_Your goal_. Output all the data exactly. Pictures do not belong in the copy.
[Start]
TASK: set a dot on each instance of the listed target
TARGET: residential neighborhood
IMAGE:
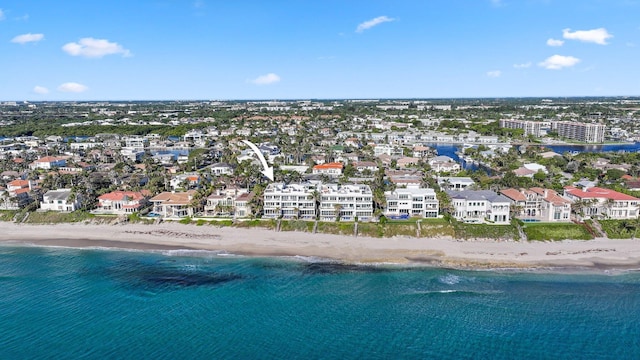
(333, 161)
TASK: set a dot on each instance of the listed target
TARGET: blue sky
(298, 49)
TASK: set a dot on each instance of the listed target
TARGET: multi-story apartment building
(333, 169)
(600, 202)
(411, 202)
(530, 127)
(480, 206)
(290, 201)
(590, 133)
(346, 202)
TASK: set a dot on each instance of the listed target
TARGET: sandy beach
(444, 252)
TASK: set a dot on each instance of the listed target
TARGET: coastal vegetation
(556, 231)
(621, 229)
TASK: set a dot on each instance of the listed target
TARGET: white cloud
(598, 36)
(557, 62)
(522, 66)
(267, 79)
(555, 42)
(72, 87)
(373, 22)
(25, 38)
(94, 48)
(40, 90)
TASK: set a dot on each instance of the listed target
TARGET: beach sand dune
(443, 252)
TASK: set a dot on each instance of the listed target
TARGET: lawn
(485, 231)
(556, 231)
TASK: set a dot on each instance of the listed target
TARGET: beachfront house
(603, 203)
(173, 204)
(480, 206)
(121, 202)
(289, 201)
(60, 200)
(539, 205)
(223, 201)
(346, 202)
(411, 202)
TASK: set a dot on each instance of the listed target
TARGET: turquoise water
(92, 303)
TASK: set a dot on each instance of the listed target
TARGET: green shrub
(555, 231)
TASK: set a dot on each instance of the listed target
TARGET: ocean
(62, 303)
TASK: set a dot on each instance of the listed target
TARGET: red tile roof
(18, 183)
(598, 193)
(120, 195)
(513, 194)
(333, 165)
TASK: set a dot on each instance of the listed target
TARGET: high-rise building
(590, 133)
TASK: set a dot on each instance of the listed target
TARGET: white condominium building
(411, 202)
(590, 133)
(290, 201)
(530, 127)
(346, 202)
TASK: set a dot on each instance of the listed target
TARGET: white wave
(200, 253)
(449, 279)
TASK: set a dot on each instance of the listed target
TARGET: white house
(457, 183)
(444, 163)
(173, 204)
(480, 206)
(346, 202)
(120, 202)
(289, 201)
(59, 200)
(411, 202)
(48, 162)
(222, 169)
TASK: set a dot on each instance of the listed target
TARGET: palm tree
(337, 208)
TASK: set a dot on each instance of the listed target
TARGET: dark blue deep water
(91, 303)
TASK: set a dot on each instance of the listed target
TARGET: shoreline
[End]
_Exercise answer_.
TASK: set a dot on each instance of the listed target
TARGET: residential neighborhood
IMAGE:
(333, 161)
TASK: set a dot on each instance of the listed target
TARGET: blue sky
(298, 49)
TASK: set a dot on each instance of the listed target
TARGET: multi-story apartment building
(333, 169)
(600, 202)
(411, 202)
(530, 127)
(480, 206)
(290, 201)
(590, 133)
(346, 202)
TASK: set a dot on each instance of the listed target
TARGET: sandy beach
(444, 252)
TASK: set a dot on each instance of the listed target
TARGET: coastal vegetation
(556, 231)
(621, 229)
TASK: set a dot on each instance of the listed target
TARGET: white cloud
(598, 36)
(557, 62)
(522, 66)
(267, 79)
(555, 42)
(72, 87)
(373, 22)
(25, 38)
(94, 48)
(40, 90)
TASK: set a dot on each instance of the listed target
TARGET: beach sand dune
(443, 252)
TASK: set a dot on each instance of the listed target
TARGET: lawn
(485, 231)
(556, 231)
TASK: set a dot on each instance of the listed target
TARGET: beachfront house
(603, 203)
(173, 204)
(480, 206)
(121, 202)
(289, 201)
(60, 200)
(539, 205)
(223, 201)
(346, 202)
(411, 202)
TASK: set a dot on each instance of the listed target
TARGET: turquoise water
(92, 303)
TASK: set a dot on each instance of the listed target
TARGET: green shrub
(555, 231)
TASK: set a dot on each instance of the listed target
TARGET: ocean
(62, 303)
TASK: set a dot on each instance of the listed target
TARGET: red tile roof
(18, 183)
(598, 193)
(120, 195)
(513, 194)
(333, 165)
TASK: set a dot on each instance of the listed target
TARGET: high-rise building
(590, 133)
TASK: set a dot on each instance of the listed target
TARGET: white condominium building
(411, 202)
(590, 133)
(290, 201)
(530, 127)
(346, 202)
TASK: set a dot on each instance of the listed target
TARGET: white wave
(200, 253)
(449, 279)
TASK: set a dot on each instance of the listed target
TARGET: white house
(457, 183)
(444, 163)
(173, 204)
(480, 206)
(346, 202)
(120, 202)
(289, 201)
(59, 200)
(411, 202)
(48, 162)
(222, 169)
TASK: set a dot on each instance of the listed target
TARGET: palm tree
(337, 208)
TASK: set a dot on each instance of the listed target
TARGET: dark blue deep water
(91, 303)
TASK: set a dot on each instance of the listed target
TARGET: shoreline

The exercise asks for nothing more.